##### PASSAGE

[jira] [Created] (FLINK-21056) Streaming checkpointing is failing occasionally

2021-01-20 Thread Nazar Volynets (Jira)
Nazar Volynets created FLINK-21056:
--

 Summary: Streaming checkpointing is failing occasionally
 Key: FLINK-21056
 URL: https://issues.apache.org/jira/browse/FLINK-21056
 Project: Flink
  Issue Type: Bug
  Components: Runtime / Checkpointing
Affects Versions: 1.11.3
 Environment: * streaming app
* flink cluster in standalone-job / application mode
* 1.11.3 Flink version
* jobmanager --> 1 instance
* taskmanager --> 1 instance
* parallelism --> 2
Reporter: Nazar Volynets
 Attachments: jobmanager.log, taskmanager.log

There is a simple streaming app with enabled checkpointing:
 * statebackend --> RockDB
 * mode --> EXACTLY_ONCE

STRs:
 1. Run Flink cluster in standalone-job / application mode (with embedded 
streaming app)

##########

Copy the Flink checkpointing bug report from "There is a simple" to "streaming app)", putting "AT_LEAST_ONCE" where "EXACTLY_ONCE" stands. The items have nothing to do with the Flink checkpointing bug report.

##### RECORDED INFORMATION

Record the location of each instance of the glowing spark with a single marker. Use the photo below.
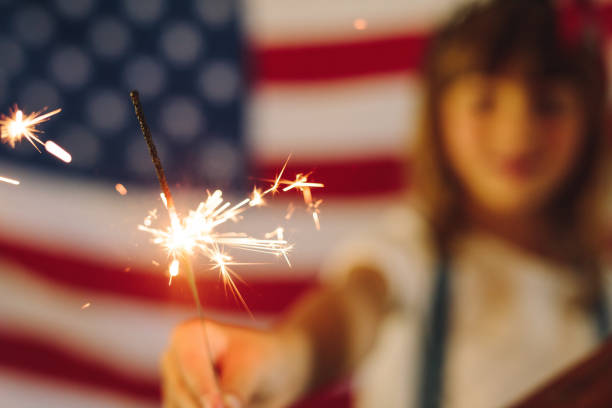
(57, 151)
(257, 198)
(173, 270)
(121, 189)
(360, 24)
(9, 181)
(290, 210)
(16, 126)
(197, 232)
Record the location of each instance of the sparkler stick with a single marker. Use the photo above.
(174, 221)
(159, 170)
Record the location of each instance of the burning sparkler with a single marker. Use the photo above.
(17, 126)
(9, 181)
(197, 232)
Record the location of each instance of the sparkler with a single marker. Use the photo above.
(196, 233)
(17, 126)
(9, 181)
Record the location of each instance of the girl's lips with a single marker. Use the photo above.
(518, 167)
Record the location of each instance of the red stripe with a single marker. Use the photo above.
(35, 357)
(343, 60)
(354, 178)
(339, 60)
(262, 295)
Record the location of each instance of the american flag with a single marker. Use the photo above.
(230, 89)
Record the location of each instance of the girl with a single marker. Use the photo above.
(489, 280)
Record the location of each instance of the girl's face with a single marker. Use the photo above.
(510, 144)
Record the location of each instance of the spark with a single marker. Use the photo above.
(121, 189)
(302, 185)
(16, 126)
(173, 270)
(58, 151)
(9, 180)
(197, 232)
(290, 210)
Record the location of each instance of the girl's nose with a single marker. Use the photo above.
(514, 124)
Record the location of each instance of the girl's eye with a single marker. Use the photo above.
(550, 106)
(484, 103)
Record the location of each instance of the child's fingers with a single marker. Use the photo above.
(174, 392)
(190, 349)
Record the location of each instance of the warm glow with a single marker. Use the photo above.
(16, 126)
(197, 231)
(121, 189)
(173, 270)
(9, 181)
(58, 151)
(360, 24)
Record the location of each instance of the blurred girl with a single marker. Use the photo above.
(490, 279)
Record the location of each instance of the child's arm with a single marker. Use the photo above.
(323, 337)
(340, 323)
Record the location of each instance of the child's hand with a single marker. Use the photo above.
(254, 368)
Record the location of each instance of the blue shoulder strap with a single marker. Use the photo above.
(435, 339)
(434, 344)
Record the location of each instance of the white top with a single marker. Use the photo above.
(514, 320)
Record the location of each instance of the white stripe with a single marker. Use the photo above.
(23, 391)
(123, 334)
(359, 118)
(273, 22)
(91, 220)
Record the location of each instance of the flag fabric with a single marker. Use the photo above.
(230, 90)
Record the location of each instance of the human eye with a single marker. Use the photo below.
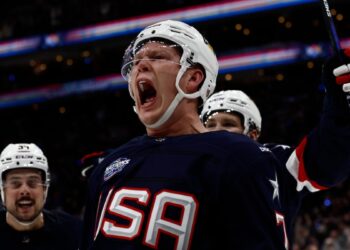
(34, 183)
(210, 125)
(14, 184)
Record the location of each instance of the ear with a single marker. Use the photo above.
(194, 78)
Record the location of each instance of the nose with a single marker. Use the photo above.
(142, 65)
(24, 190)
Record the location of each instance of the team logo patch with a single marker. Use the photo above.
(115, 167)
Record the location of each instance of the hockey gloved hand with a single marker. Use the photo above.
(342, 73)
(336, 78)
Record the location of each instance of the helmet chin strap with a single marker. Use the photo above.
(25, 224)
(179, 96)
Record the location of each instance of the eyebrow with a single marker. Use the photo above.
(16, 177)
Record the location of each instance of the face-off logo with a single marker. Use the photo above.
(115, 167)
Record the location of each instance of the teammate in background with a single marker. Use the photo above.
(24, 224)
(179, 187)
(236, 112)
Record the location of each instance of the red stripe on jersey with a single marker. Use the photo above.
(343, 79)
(302, 175)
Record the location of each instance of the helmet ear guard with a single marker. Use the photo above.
(233, 101)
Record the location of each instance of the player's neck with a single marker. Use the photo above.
(37, 223)
(184, 125)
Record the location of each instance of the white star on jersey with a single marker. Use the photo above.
(274, 184)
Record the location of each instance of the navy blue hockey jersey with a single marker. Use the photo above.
(213, 190)
(61, 231)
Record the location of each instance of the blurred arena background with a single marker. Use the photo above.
(61, 86)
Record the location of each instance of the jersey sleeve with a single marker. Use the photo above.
(322, 159)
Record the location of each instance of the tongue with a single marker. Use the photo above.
(149, 99)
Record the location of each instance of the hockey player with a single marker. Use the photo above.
(178, 187)
(24, 224)
(234, 111)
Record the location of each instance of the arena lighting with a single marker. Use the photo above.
(231, 63)
(198, 13)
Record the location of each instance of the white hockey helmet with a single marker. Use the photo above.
(23, 155)
(196, 50)
(233, 101)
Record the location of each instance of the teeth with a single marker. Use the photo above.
(25, 202)
(142, 87)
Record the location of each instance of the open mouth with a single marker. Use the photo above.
(25, 203)
(147, 92)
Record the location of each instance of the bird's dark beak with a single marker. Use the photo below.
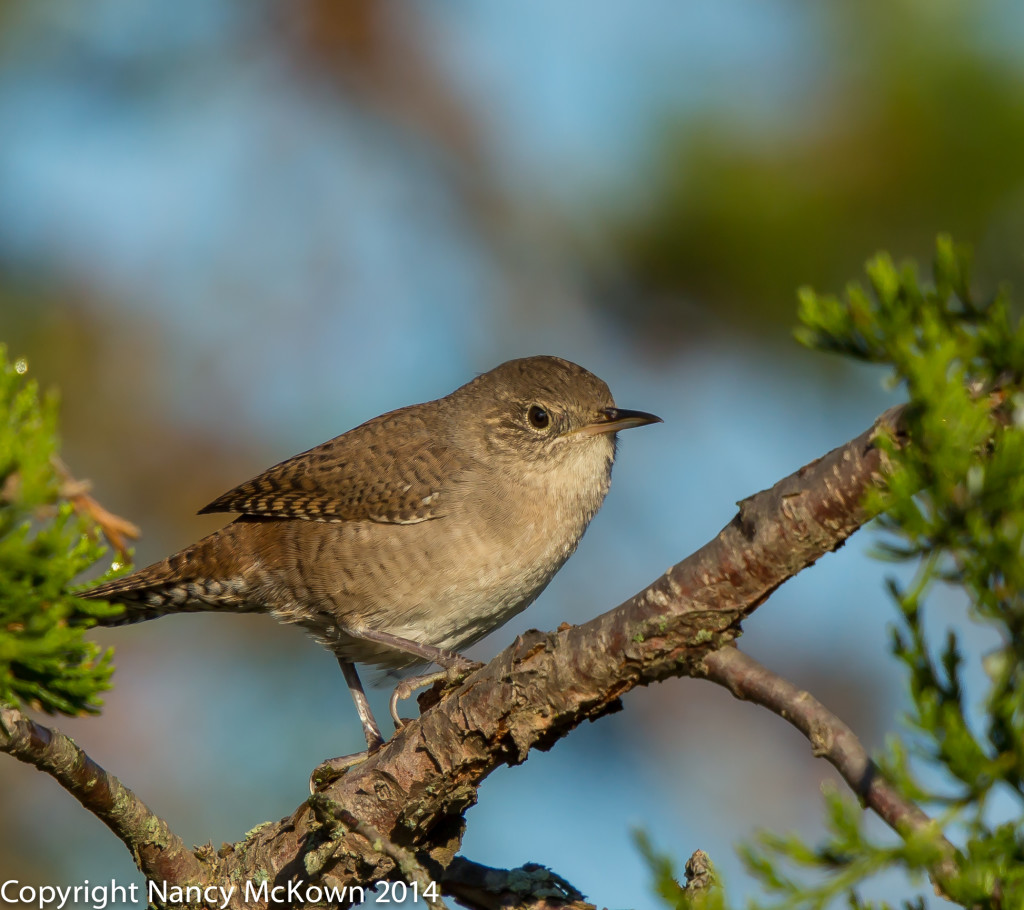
(614, 419)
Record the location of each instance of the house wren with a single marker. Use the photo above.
(413, 535)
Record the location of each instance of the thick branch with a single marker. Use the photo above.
(160, 854)
(830, 739)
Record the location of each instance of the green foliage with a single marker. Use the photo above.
(45, 661)
(953, 505)
(910, 119)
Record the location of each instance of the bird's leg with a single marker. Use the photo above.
(330, 771)
(370, 728)
(456, 666)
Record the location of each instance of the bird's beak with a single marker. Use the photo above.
(614, 419)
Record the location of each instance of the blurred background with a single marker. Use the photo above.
(230, 229)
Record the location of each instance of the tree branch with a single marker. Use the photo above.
(160, 854)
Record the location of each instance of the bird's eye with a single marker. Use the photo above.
(538, 417)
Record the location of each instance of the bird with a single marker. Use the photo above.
(410, 537)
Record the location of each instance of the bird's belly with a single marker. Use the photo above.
(444, 587)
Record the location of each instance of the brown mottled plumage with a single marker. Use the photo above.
(414, 534)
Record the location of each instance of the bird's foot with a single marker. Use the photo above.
(457, 669)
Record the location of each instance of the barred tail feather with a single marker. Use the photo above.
(168, 587)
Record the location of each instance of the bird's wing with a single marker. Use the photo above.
(388, 470)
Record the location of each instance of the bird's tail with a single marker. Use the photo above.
(176, 585)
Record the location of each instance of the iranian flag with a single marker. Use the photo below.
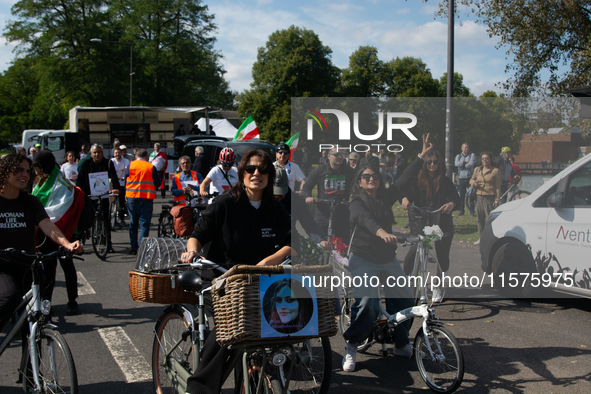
(63, 201)
(247, 130)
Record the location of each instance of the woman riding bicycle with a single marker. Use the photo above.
(433, 190)
(244, 226)
(373, 253)
(20, 212)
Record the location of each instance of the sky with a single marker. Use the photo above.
(397, 28)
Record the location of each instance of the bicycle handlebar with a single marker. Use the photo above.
(61, 252)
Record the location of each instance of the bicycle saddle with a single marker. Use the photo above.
(190, 280)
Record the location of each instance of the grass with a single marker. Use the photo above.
(466, 226)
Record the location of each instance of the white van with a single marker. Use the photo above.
(543, 240)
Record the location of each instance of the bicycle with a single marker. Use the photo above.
(47, 365)
(437, 352)
(98, 232)
(290, 365)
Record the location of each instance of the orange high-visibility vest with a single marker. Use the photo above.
(140, 183)
(179, 185)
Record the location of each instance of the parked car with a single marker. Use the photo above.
(545, 237)
(212, 146)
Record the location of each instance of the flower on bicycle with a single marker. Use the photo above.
(432, 234)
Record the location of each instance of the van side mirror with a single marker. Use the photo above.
(555, 200)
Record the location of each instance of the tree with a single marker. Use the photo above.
(550, 42)
(409, 77)
(365, 75)
(293, 63)
(460, 90)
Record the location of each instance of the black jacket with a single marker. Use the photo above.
(241, 234)
(364, 223)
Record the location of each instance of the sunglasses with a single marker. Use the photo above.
(374, 176)
(251, 169)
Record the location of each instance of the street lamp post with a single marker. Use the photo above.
(130, 63)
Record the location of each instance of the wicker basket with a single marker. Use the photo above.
(237, 302)
(158, 289)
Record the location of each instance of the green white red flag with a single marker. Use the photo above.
(247, 130)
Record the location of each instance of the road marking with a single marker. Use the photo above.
(84, 288)
(132, 363)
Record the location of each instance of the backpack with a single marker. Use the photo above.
(182, 217)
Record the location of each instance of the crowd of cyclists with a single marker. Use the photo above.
(258, 205)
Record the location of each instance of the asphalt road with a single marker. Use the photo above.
(509, 346)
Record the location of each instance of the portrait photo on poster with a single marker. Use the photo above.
(288, 308)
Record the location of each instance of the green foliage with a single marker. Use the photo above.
(174, 62)
(550, 42)
(293, 63)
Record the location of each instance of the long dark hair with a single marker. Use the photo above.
(375, 205)
(431, 186)
(239, 192)
(9, 165)
(305, 306)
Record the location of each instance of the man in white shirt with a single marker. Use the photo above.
(121, 165)
(294, 172)
(221, 177)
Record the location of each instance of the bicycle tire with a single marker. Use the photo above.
(444, 374)
(166, 225)
(114, 208)
(57, 372)
(519, 194)
(312, 371)
(99, 236)
(345, 322)
(169, 330)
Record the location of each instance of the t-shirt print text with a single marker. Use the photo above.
(11, 220)
(267, 232)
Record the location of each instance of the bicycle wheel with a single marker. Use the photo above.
(169, 331)
(166, 225)
(114, 208)
(345, 323)
(99, 237)
(57, 372)
(519, 194)
(444, 372)
(313, 366)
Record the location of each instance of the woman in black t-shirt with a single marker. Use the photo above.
(19, 214)
(242, 226)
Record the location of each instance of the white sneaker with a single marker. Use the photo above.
(406, 351)
(349, 357)
(437, 294)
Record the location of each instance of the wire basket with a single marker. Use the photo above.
(159, 289)
(236, 300)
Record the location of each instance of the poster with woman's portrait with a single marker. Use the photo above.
(288, 308)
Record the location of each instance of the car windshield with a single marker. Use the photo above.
(242, 147)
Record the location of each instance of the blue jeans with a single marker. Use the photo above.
(463, 184)
(367, 304)
(140, 215)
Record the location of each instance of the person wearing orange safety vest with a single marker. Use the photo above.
(140, 190)
(178, 187)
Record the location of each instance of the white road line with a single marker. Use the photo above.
(84, 288)
(132, 364)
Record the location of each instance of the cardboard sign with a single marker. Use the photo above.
(288, 308)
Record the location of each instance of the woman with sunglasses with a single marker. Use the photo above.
(243, 226)
(433, 190)
(373, 254)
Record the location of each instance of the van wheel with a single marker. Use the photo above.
(513, 258)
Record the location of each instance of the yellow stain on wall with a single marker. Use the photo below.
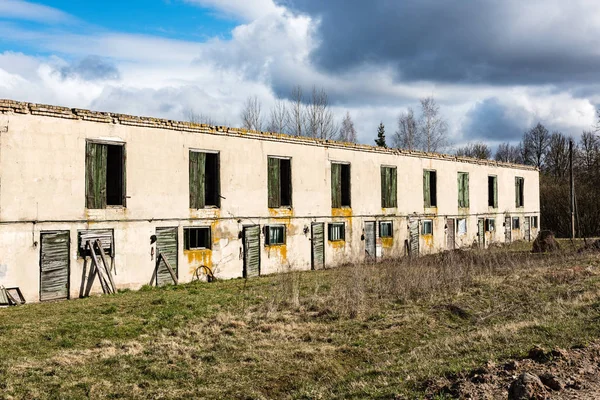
(387, 243)
(279, 251)
(197, 258)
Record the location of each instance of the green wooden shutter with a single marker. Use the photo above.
(426, 188)
(336, 185)
(393, 188)
(495, 192)
(384, 188)
(274, 186)
(197, 179)
(466, 190)
(95, 165)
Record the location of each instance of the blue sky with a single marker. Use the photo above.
(495, 68)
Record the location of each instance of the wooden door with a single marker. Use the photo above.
(54, 265)
(251, 238)
(166, 244)
(318, 245)
(450, 234)
(370, 241)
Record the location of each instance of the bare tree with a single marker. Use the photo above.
(347, 133)
(407, 135)
(475, 150)
(557, 156)
(535, 145)
(198, 118)
(508, 153)
(278, 121)
(319, 120)
(251, 114)
(295, 115)
(433, 129)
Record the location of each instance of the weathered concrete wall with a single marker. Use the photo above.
(42, 188)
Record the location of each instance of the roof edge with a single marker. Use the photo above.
(18, 107)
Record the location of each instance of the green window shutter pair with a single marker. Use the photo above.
(274, 182)
(336, 185)
(463, 189)
(197, 179)
(389, 187)
(427, 188)
(95, 168)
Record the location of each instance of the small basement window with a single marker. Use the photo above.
(427, 227)
(340, 185)
(196, 238)
(337, 232)
(516, 223)
(385, 229)
(430, 188)
(204, 180)
(104, 175)
(274, 234)
(493, 191)
(279, 183)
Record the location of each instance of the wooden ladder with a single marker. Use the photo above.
(100, 267)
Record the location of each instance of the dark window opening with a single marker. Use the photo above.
(385, 229)
(389, 187)
(279, 182)
(340, 185)
(274, 234)
(492, 191)
(205, 190)
(104, 175)
(336, 232)
(463, 189)
(519, 191)
(196, 238)
(430, 188)
(114, 175)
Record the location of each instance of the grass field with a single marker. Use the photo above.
(363, 331)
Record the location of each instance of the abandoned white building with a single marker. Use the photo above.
(242, 203)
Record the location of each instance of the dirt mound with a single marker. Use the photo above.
(545, 243)
(556, 374)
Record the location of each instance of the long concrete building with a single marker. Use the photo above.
(241, 203)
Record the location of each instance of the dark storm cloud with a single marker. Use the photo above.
(489, 120)
(486, 41)
(91, 68)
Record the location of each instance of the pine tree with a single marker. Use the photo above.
(380, 141)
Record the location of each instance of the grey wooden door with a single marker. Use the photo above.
(413, 245)
(370, 241)
(318, 245)
(54, 265)
(450, 234)
(167, 245)
(251, 251)
(481, 232)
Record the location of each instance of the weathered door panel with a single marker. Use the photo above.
(413, 241)
(318, 245)
(54, 265)
(481, 232)
(527, 229)
(370, 241)
(450, 234)
(251, 251)
(167, 245)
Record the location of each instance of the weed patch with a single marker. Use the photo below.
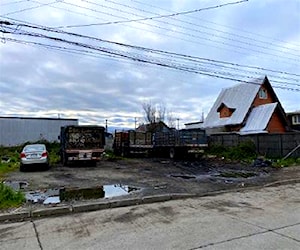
(10, 198)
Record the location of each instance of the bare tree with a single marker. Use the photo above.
(171, 119)
(161, 112)
(149, 111)
(154, 113)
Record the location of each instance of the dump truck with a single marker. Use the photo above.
(180, 143)
(173, 143)
(81, 143)
(132, 142)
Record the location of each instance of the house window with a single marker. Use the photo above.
(262, 94)
(296, 119)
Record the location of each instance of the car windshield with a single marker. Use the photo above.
(30, 148)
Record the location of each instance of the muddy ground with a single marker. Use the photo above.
(155, 176)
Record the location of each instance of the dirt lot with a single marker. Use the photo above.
(156, 176)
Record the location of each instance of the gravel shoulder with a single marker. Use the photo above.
(156, 176)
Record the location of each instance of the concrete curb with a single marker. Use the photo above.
(107, 204)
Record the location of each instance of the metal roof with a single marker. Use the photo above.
(259, 118)
(238, 97)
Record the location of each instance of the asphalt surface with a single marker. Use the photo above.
(157, 180)
(264, 218)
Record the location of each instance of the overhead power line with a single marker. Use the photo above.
(158, 57)
(155, 17)
(220, 25)
(30, 8)
(237, 48)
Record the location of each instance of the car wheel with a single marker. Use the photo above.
(22, 168)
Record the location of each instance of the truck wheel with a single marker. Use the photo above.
(65, 161)
(172, 153)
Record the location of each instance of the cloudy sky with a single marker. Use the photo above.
(101, 60)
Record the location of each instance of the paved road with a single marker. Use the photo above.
(268, 218)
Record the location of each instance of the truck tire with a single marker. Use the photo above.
(172, 153)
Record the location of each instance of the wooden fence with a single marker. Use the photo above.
(270, 145)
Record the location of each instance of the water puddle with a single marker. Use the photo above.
(227, 176)
(57, 195)
(16, 185)
(183, 176)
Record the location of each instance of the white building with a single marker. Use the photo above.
(17, 130)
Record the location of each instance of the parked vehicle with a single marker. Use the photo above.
(174, 143)
(34, 155)
(132, 142)
(81, 143)
(181, 143)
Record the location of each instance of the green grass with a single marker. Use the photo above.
(244, 151)
(13, 153)
(10, 198)
(287, 162)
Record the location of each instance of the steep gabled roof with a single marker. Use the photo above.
(239, 97)
(259, 118)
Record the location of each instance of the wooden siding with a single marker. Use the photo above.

##########

REPLY =>
There is a simple streaming app with enabled checkpointing:
 * statebackend --> RockDB
 * mode --> AT_LEAST_ONCE

STRs:
 1. Run Flink cluster in standalone-job / application mode (with embedded 
streaming app)